(Point localization data)
============

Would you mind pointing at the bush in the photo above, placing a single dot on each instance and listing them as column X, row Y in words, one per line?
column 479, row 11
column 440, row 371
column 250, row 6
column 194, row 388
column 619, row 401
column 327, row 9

============

Print all the data above word for word.

Would you mind pointing at the bush in the photo above, placing a single dot on each instance and listing them as column X, row Y in words, one per line?
column 479, row 11
column 440, row 371
column 250, row 6
column 194, row 388
column 619, row 401
column 327, row 9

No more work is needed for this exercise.